Object pointing dataset rows
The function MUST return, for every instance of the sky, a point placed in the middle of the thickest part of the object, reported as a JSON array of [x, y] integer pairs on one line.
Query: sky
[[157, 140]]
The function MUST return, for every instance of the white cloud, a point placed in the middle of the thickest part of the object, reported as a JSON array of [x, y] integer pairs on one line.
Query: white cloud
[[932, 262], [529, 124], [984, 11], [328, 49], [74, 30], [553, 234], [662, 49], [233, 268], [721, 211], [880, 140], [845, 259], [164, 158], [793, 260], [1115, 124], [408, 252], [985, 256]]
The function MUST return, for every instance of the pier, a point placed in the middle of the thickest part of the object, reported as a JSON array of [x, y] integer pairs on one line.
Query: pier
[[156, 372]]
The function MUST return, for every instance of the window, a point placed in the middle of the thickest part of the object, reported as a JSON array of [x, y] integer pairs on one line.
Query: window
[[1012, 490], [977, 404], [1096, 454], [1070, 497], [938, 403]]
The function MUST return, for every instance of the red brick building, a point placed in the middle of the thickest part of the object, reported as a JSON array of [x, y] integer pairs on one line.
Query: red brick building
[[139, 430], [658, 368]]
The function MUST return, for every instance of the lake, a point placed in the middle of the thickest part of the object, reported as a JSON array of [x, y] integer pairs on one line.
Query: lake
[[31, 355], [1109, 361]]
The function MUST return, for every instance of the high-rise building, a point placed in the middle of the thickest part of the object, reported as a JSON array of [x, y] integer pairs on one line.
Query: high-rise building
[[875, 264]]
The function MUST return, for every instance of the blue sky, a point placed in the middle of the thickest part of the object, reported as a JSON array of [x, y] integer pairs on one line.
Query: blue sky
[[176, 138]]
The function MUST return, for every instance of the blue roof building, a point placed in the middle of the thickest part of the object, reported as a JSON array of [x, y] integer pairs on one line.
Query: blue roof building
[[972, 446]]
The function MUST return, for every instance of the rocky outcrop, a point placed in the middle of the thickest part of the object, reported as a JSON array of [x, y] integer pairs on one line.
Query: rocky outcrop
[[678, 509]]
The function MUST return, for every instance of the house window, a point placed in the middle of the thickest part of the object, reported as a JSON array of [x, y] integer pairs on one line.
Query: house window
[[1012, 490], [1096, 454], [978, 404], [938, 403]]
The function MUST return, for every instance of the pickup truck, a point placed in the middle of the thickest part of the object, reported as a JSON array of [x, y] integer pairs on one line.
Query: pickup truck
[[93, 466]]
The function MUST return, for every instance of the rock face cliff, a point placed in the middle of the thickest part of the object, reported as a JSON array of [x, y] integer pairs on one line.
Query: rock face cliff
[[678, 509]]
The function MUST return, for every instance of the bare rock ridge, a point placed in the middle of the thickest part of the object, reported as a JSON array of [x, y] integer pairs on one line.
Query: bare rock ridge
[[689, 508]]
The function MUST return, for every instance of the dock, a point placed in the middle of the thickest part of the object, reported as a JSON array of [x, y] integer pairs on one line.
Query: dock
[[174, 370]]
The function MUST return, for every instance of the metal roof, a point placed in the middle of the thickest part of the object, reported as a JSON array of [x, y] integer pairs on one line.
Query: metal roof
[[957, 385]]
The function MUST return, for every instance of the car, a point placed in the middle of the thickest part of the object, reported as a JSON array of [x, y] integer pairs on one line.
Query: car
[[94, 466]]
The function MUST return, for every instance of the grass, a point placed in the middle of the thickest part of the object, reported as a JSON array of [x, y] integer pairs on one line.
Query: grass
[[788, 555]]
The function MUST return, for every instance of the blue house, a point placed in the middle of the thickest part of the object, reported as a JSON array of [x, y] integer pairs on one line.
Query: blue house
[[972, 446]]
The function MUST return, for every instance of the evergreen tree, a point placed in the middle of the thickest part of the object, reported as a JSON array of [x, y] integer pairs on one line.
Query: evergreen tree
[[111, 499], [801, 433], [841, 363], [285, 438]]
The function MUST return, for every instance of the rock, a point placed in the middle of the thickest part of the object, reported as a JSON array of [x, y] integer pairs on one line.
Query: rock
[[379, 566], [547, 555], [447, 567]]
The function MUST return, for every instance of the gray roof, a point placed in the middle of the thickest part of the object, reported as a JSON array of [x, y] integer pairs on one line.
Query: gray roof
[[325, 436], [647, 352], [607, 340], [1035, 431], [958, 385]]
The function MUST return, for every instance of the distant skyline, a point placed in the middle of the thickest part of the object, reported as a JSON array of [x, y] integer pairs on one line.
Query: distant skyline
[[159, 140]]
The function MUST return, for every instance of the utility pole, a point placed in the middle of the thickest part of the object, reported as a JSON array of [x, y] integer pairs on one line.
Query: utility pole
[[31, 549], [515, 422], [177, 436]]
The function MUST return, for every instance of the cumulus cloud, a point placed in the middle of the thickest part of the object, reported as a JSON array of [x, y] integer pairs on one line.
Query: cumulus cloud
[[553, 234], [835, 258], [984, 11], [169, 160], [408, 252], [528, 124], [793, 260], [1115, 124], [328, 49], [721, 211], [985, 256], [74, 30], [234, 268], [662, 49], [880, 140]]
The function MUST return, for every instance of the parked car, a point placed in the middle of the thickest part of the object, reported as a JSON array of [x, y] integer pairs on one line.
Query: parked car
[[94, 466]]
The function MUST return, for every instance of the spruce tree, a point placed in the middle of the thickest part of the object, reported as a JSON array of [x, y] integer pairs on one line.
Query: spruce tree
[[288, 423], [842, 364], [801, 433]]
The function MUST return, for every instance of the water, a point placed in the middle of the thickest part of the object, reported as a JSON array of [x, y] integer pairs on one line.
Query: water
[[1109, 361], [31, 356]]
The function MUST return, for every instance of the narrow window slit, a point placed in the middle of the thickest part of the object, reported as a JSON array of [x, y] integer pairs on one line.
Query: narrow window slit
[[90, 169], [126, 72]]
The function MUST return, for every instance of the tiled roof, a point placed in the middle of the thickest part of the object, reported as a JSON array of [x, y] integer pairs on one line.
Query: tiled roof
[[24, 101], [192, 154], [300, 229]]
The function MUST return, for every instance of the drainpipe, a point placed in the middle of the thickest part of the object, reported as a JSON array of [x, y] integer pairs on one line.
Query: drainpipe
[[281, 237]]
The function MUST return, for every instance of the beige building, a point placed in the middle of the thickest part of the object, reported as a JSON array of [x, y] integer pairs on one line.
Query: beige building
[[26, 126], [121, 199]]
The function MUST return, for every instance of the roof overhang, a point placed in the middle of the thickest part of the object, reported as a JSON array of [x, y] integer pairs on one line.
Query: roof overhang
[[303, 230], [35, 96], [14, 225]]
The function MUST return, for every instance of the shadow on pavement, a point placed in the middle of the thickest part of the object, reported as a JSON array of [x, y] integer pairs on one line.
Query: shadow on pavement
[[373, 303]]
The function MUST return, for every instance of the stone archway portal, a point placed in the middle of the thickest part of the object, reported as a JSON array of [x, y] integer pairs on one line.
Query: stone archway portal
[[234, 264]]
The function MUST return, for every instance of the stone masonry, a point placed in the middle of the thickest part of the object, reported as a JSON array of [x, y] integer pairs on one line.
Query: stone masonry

*DIRECTIONS FOR THIS TASK*
Write out every line of the material above, word for word and in the same order, without changing anything.

*COMPLETE OUTPUT*
The function MUST return, for every instance of the sky, a point placed in the middle of the thickest part of the object, reported as a JSON array of [x, y] integer pairs on one line.
Query: sky
[[157, 140]]
The function MUST return, for every instance of the white cloud, a point placed in the middle of the thickest part of the object, reported as a JSON array of [x, y] integer pairs on one line.
Query: white cloud
[[932, 262], [529, 124], [984, 11], [328, 49], [74, 30], [553, 234], [662, 49], [233, 268], [721, 211], [880, 140], [845, 259], [164, 158], [793, 260], [1115, 124], [408, 252], [985, 256]]
The function MUST return, for every instance of the pier, a point placed in the middle of the thickest part of the object, reported as a JSON array of [x, y] integer pairs on one line.
Query: pier
[[156, 372]]
The function MUST return, for every instance of the window, a point placed in the middle of the thickest part of the object, reported as a JSON array of [x, y] integer pairs on one line.
Query: window
[[1012, 490], [977, 404], [1096, 454], [1070, 497], [938, 403]]
The function MUST return, for every instance of the red brick building, a point placed in the middle of the thickest part of the object, reported as a JSON array of [x, y] integer pairs on one line.
Query: red brick building
[[139, 430], [658, 368]]
The function MUST return, for every instance of the lake, a point placed in the middle of the thickest part of the object, reported as a JSON array of [x, y] integer pairs on one line.
Query: lake
[[31, 355], [1109, 361]]
The function MUST return, for every instance of the high-rise building, a point placed in the middle of the thickest part of the object, reported as a JSON array of [x, y] integer pairs on one line.
Query: high-rise building
[[875, 264]]
The function MUST return, for every instance of the blue sky, a point placed in the middle of the thickest part of the object, reported as a JSON array of [x, y] integer pairs on one line.
Query: blue sky
[[176, 138]]
The function MUST return, for every instance of the blue roof building, a point placed in the middle of the thickest part of the object, reported as a JSON array of [x, y] integer pairs on one line.
Query: blue roof building
[[972, 446]]
The function MUST return, for every instance of the rocky outcrop, a point placed in the middle of the thickest part of the object, reported as a JSON array of [x, y] integer pairs on one line.
Query: rocky outcrop
[[678, 509]]
The function MUST return, for every instance of the house window, a point placed in the middle of the thickest part of the object, reported as a JSON array of [x, y] integer pairs on one line.
Query: house window
[[1012, 490], [1096, 454], [978, 404], [938, 403]]
The function MUST return, for every instance of the pickup truck, a point placed in the middle of the thickest part of the object, reported as a JSON array of [x, y] integer pairs on one line.
Query: pickup truck
[[93, 466]]
The function MUST return, for every instance of the rock face cliff, a point placed in the middle of the thickest part of the object, reported as a JSON array of [x, y] integer pairs on one line.
Query: rock face cliff
[[678, 509]]
The function MUST return, for every instance of the bare rock ridge, a point placed in the middle of the thickest part of the object, reported as a JSON array of [x, y] integer pairs on one line.
Query: bare rock ridge
[[689, 508]]
The function MUST return, for every instance of the dock, a point placed in the middle of the thickest part of the object, reported as a JSON array of [x, y] integer pairs on one line.
Query: dock
[[174, 370]]
The function MUST return, for every instance of the metal roof, a point placed in the middle of the thickest part of the object, reported as a JSON array of [x, y] integer pairs on one line.
Query: metal roof
[[957, 385]]
The function MUST return, for every instance of the car, a point placed in the middle of the thickest part of the object, reported as a JSON array of [x, y] integer pairs on one line.
Query: car
[[94, 466]]
The function MUST return, for every instance of the grass, a point placed in the middle of the thickest part of the object, reported as a JSON array of [x, y] integer pairs on one line.
Query: grass
[[788, 555]]
The function MUST return, for every instance of the blue house, a point placed in the middle of the thickest part of the object, reported as a JSON array of [x, y] integer pairs on one line.
Query: blue house
[[972, 446]]
The function MUST return, for every instance of the evergreen tree, a point placed in the middle of the thickest part of the object, reported as a JSON array of [x, y] integer pairs on one line.
Query: evergreen tree
[[111, 499], [801, 433], [841, 363], [285, 438]]
The function MUST return, for every instance of the rock, a point placed in the middle of the thickest part of the object, reported as a JSON array of [x, y] integer pairs on one line.
Query: rock
[[379, 566], [547, 555], [447, 567]]
The function MUST return, for every instance of the gray roof, a point placed in the middle of the thickest part of the object, reported as a JSON array of [x, y] integer pairs on one line.
Query: gray roof
[[325, 436], [647, 352], [607, 340], [1035, 431], [958, 385]]
The function MUST return, for every instance of the distant skyline, a point placed in the middle of the thickest part of the object, reported as a JSON array of [x, y] integer pairs on one line.
Query: distant skyline
[[159, 140]]
The function MUST return, for every instance of the utility pole, a point placed in the middle of the thickest part of the object, reported as a JSON array of [x, y] integer pairs on one line.
Query: utility pole
[[31, 549], [515, 422], [177, 436]]
The function MUST return, for every instance of the cumulus cloud, a point placed in the middle of the thickest part of the object, reported as a JSON array of [x, y] integer pairs on one line.
Query: cumulus cloud
[[553, 234], [835, 258], [984, 11], [169, 160], [408, 252], [528, 124], [793, 260], [1115, 124], [328, 49], [721, 211], [985, 256], [74, 30], [234, 268], [662, 49], [880, 140]]
The function MUST return, for every instance of the parked car, a point placed in the middle of the thickest part of the object, reported as a JSON array of [x, y] integer pairs on one line.
Query: parked car
[[94, 466]]
The function MUST return, for every instance of the spruce tree, a point placed in the middle of the thickest part of the object, reported as a JSON array of [x, y] integer pairs on one line.
Query: spruce tree
[[288, 423], [842, 364], [801, 433]]
The function MUST return, for every instance of the water, a point placed in the middle of the thickest part of the object, reported as a JSON array of [x, y] integer pairs on one line.
Query: water
[[1109, 361], [31, 356]]
The function MUST return, for every instance of the narrow window slit, a point placed in the middle of the thickest part of the object, reported as a JSON array of [x, y] integer pairs on one line.
Query: narrow window slit
[[90, 169], [126, 72]]
The function MUST return, for every instance of the tiled roof, a point placed in the middle of the thickest part of the object, reported as a JSON array of [x, y] integer pairs on one line.
Query: tiled roof
[[24, 101], [192, 154], [300, 229]]
The function MUST return, for every instance of the drainpipe, a point placed in the middle of the thickest part of the object, reported as a JSON array of [x, y] integer pairs on one line.
Query: drainpipe
[[281, 237]]
The function MUST return, for every instance of the beige building, a point placed in the middle of the thickest part of the object, reported as a JSON array of [x, y] integer pairs on one line.
Query: beige building
[[26, 126], [121, 199]]
The function MUST return, for every instance of the roof overhang, a point placed in the middle of the thickest part of the object, reported as a JSON array of [x, y] integer pairs on one line.
Query: roof overhang
[[303, 230], [35, 96], [14, 225]]
The function MUST return, for every instance of the shadow on pavement, a point placed in the middle of the thickest part of the object, reported as a JSON array of [x, y] integer pairs on one line.
Query: shadow on pavement
[[373, 303]]
The function MUST return, for every instance of the stone archway portal, a point placed in the middle of the thickest part of the object, reported as a JSON array of [x, y] integer pairs on one line.
Query: stone archway portal
[[234, 264]]
The function MUST return, for every instance of the stone masonry, a point placed in the middle of the thickest part of the object, reported as a JSON array of [x, y] integer pairs on one line.
Query: stone masonry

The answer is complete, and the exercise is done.